THE PROBLEM >>
Can you quote the lines below exactly, starting at the line with "of the bare" and going through the last one?

DATA IN THIS EXERCISE >>
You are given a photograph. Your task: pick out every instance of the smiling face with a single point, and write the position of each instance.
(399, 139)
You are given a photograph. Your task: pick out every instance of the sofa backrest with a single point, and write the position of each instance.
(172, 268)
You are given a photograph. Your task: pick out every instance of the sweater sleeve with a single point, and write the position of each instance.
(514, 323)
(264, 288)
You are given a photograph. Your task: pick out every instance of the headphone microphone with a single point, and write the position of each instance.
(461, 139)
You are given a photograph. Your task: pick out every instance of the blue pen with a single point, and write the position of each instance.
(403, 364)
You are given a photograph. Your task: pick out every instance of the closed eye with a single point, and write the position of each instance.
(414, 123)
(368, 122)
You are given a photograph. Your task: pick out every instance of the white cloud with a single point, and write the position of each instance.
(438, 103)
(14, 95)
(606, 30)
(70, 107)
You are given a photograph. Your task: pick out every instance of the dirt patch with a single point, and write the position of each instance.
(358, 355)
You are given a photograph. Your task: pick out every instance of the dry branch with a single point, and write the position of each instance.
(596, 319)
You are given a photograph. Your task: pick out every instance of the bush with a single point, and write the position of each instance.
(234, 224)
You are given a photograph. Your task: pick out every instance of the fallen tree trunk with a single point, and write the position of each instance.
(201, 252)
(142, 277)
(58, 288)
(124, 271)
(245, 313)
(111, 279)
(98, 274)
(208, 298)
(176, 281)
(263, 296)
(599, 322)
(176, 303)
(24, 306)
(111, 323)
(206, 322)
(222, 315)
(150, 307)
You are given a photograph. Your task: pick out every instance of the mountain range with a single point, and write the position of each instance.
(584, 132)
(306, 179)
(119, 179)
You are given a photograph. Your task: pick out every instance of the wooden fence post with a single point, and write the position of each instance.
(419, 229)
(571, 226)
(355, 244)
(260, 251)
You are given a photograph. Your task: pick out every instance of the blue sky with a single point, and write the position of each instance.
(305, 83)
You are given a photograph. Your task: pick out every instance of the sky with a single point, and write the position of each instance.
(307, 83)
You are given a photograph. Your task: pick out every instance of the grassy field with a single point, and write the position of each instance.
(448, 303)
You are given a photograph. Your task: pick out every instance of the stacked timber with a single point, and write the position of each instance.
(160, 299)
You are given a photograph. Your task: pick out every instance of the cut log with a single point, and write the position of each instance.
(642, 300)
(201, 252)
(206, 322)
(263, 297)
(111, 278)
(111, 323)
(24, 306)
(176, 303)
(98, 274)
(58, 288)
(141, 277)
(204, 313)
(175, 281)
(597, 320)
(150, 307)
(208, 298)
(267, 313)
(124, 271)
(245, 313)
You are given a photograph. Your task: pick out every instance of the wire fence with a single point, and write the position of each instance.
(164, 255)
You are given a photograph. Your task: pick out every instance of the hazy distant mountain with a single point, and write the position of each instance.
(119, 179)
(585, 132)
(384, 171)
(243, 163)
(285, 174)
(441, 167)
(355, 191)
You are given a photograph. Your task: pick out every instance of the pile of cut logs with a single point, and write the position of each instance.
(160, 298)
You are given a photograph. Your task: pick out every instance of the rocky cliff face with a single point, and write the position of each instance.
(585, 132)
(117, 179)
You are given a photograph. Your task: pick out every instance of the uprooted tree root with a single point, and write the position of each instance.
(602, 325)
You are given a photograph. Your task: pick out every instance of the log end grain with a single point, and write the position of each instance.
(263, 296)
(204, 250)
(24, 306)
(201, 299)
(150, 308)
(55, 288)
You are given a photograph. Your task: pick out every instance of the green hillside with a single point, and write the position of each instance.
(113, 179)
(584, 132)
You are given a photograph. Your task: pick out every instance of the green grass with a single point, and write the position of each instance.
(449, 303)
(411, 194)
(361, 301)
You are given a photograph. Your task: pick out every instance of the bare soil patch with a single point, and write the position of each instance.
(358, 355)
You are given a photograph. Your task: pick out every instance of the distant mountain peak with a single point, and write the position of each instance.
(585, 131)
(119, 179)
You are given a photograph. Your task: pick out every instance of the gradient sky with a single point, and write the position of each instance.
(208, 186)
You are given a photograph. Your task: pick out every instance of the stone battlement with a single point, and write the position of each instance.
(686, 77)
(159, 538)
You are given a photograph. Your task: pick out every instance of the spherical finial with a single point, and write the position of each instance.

SOLUTION TO THIS TASK >>
You are given a photograph. Your task: pick out every instance of the bare soil patch with a single point, and write the position of each instance.
(358, 355)
You are given a photograph. Your task: pick out every instance of the distant mountain peak with a single point, and write the position of each instance.
(585, 131)
(119, 179)
You are given a photograph. Your task: pick out every instance of the gradient sky with a single point, and write the position of each instance.
(208, 186)
You are given a photograph. Your task: pick out every instance of the stone battlement with a single point, and write the position of each instance.
(686, 77)
(159, 538)
You are given a photograph. Your task: pick out every instance of the spherical finial with a single point, and write the position of each instance.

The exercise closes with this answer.